# Activity
Each line from the one containing "Objective — for the road" to the end of the listing below should be repeated exactly, with no other line included.

# Exercise inputs
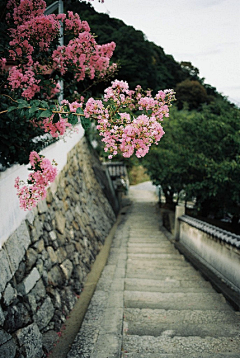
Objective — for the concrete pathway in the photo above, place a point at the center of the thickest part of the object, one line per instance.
(150, 302)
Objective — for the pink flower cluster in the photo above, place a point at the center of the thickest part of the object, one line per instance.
(26, 81)
(43, 174)
(123, 132)
(34, 33)
(56, 129)
(83, 56)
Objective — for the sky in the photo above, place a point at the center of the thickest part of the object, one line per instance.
(203, 32)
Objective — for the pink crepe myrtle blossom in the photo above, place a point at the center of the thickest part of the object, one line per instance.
(43, 173)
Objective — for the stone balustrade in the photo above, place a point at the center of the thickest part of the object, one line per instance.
(217, 249)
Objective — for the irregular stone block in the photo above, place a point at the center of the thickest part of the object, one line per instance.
(30, 217)
(49, 339)
(30, 281)
(31, 258)
(4, 336)
(17, 245)
(67, 268)
(6, 274)
(2, 317)
(37, 230)
(42, 206)
(61, 254)
(53, 235)
(45, 313)
(30, 340)
(39, 246)
(8, 349)
(39, 291)
(9, 294)
(17, 316)
(60, 222)
(55, 276)
(52, 255)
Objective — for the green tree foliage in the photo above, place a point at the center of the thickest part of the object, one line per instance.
(191, 93)
(200, 154)
(141, 61)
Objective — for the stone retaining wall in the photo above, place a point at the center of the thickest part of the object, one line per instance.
(44, 263)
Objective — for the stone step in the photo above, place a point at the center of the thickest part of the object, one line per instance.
(156, 249)
(179, 347)
(156, 263)
(174, 256)
(182, 316)
(149, 245)
(164, 274)
(133, 284)
(161, 272)
(193, 355)
(172, 323)
(144, 239)
(177, 301)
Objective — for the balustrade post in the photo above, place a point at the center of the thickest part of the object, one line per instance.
(179, 211)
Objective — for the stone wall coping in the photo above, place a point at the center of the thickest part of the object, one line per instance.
(11, 215)
(223, 235)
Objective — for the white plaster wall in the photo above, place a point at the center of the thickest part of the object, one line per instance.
(11, 215)
(222, 258)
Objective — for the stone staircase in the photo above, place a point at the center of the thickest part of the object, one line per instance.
(169, 309)
(150, 302)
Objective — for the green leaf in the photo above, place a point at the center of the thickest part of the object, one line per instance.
(86, 123)
(55, 118)
(79, 110)
(45, 114)
(33, 109)
(12, 108)
(23, 105)
(72, 119)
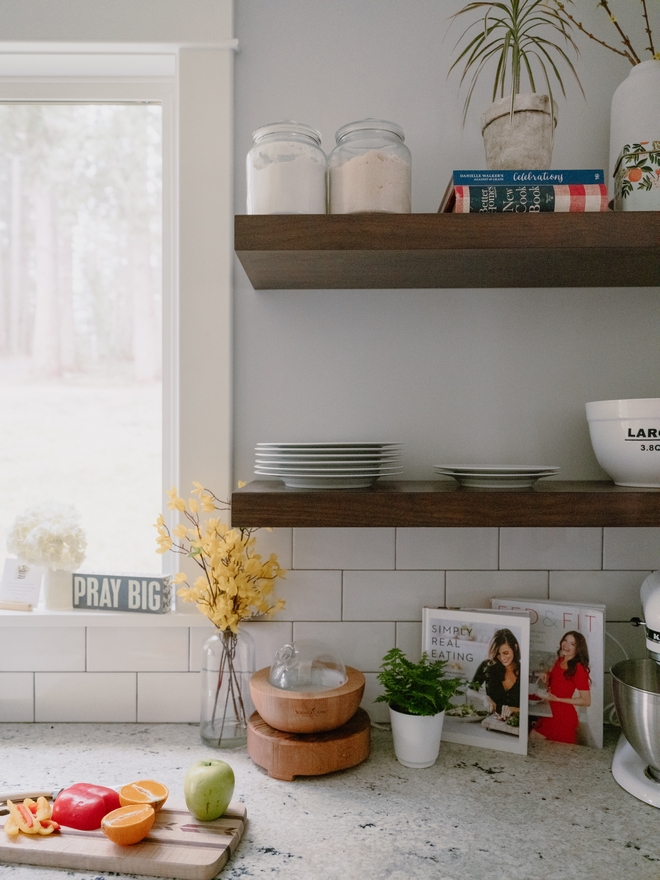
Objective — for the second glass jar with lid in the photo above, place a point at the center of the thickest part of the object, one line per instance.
(370, 169)
(286, 170)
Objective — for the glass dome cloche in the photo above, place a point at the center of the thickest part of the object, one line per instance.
(307, 665)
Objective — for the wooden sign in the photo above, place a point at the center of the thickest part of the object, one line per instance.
(112, 592)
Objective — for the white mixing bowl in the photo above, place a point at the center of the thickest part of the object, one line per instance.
(625, 435)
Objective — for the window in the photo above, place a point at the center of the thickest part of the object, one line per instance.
(81, 320)
(197, 210)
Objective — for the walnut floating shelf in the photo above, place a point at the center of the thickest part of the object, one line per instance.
(328, 251)
(444, 503)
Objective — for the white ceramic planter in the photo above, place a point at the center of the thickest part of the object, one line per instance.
(635, 111)
(524, 142)
(416, 738)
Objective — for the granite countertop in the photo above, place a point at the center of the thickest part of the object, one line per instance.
(477, 813)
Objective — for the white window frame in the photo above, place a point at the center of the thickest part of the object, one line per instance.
(196, 91)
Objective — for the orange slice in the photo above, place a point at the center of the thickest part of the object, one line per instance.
(145, 791)
(129, 824)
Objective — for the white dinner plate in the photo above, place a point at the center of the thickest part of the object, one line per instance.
(309, 472)
(330, 445)
(497, 469)
(492, 481)
(329, 483)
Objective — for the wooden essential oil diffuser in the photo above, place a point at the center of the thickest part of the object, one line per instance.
(307, 733)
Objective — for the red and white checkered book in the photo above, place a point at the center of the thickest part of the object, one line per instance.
(542, 198)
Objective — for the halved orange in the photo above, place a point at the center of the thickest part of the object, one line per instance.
(145, 791)
(129, 824)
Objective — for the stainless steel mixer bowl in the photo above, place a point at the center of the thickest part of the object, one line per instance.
(636, 686)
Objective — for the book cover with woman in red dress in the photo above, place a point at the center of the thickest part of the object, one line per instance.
(567, 658)
(569, 686)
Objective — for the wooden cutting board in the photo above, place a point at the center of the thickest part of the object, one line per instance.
(178, 846)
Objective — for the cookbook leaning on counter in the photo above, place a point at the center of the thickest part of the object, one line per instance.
(555, 813)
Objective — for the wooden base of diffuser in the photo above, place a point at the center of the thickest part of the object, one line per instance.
(286, 755)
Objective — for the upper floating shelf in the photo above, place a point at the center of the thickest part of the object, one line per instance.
(331, 251)
(443, 503)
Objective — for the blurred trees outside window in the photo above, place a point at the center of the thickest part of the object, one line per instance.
(81, 321)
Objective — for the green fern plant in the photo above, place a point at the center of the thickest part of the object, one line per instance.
(416, 688)
(518, 36)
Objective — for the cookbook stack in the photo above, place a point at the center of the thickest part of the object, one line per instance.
(522, 191)
(331, 465)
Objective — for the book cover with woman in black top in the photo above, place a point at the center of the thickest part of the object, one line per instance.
(490, 650)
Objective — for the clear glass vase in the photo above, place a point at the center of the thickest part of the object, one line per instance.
(227, 665)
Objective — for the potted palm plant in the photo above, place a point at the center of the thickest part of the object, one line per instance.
(525, 40)
(417, 694)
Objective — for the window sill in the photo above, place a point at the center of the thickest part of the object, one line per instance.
(43, 617)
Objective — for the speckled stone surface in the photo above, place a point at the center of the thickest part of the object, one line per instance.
(556, 814)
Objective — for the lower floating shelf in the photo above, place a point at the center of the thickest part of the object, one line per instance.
(443, 503)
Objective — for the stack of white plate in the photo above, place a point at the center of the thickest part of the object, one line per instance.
(329, 465)
(475, 476)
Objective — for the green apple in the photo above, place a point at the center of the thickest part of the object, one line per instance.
(208, 788)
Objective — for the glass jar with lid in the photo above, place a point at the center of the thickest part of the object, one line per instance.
(286, 170)
(370, 169)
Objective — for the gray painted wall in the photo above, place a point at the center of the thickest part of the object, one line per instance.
(486, 375)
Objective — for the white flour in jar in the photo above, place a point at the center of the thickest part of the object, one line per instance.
(286, 177)
(372, 181)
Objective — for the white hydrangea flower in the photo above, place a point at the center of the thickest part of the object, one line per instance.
(49, 535)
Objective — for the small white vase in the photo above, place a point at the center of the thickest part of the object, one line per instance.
(635, 111)
(57, 586)
(416, 738)
(524, 142)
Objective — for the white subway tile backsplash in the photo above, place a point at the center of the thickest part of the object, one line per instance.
(278, 541)
(409, 639)
(378, 712)
(550, 548)
(137, 649)
(631, 548)
(618, 590)
(16, 696)
(85, 696)
(344, 548)
(391, 595)
(168, 697)
(198, 635)
(361, 645)
(268, 635)
(310, 595)
(47, 649)
(475, 589)
(446, 548)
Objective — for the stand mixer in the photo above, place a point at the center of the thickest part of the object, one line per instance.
(636, 686)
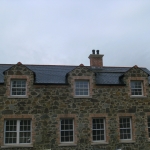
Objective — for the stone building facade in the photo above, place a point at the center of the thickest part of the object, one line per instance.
(74, 107)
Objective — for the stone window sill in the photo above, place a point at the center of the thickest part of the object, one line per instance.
(67, 144)
(97, 143)
(17, 96)
(141, 96)
(17, 145)
(82, 97)
(126, 141)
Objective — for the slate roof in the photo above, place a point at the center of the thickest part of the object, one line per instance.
(56, 74)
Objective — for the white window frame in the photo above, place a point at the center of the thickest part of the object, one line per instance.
(104, 129)
(135, 88)
(17, 131)
(148, 126)
(81, 88)
(19, 87)
(67, 130)
(126, 128)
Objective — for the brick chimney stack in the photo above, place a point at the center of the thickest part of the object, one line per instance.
(96, 60)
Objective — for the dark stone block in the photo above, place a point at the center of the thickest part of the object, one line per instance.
(44, 116)
(7, 112)
(132, 109)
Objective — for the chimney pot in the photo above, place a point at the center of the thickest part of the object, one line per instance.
(96, 60)
(93, 51)
(97, 52)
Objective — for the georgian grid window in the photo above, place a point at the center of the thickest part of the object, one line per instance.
(98, 129)
(125, 128)
(67, 130)
(18, 87)
(17, 131)
(136, 88)
(82, 88)
(148, 121)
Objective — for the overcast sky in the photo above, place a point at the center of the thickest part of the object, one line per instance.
(64, 32)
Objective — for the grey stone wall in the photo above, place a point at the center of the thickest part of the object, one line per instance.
(47, 102)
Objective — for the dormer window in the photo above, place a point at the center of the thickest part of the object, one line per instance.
(18, 87)
(81, 87)
(136, 88)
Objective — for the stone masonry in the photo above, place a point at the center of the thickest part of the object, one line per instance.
(46, 104)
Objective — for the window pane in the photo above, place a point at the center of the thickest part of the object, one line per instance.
(125, 128)
(81, 87)
(11, 129)
(66, 130)
(136, 87)
(98, 129)
(18, 87)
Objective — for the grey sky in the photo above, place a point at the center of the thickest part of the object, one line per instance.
(65, 31)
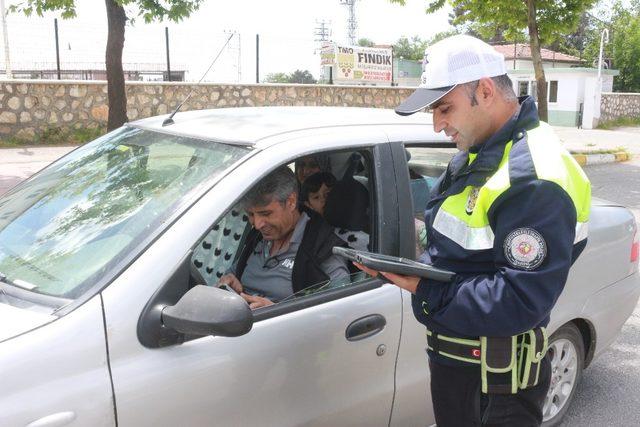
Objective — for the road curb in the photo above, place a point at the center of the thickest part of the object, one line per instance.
(585, 159)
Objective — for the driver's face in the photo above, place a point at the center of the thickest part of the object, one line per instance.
(274, 220)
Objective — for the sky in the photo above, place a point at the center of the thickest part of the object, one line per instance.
(286, 29)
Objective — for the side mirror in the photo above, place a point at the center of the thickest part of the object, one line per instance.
(206, 310)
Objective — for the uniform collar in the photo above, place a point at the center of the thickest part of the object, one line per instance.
(491, 151)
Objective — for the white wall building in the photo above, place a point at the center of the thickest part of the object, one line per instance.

# Your solution
Objective — for the road curb in the photo above, place a point at the center of the thickest part of the object, one line per instance.
(585, 159)
Objective — for the driver's face in the photo above, place a point at the center of the thickest part of the object, one line per instance.
(274, 220)
Objective — for the sky in the photo above, place a point at the center of the thickest part of the object, one line per instance.
(286, 29)
Objective — for the side mirror in the photo above, place a point at the center of the thickest part of the object, one line per instance.
(206, 310)
Objective — for the uniform collar in the photo above, place a point at the center of the thickest part of the object, one line per instance.
(491, 151)
Objective — for the white wall building in the photo above, place a point at the center of the thickest part of the object, one line per instance.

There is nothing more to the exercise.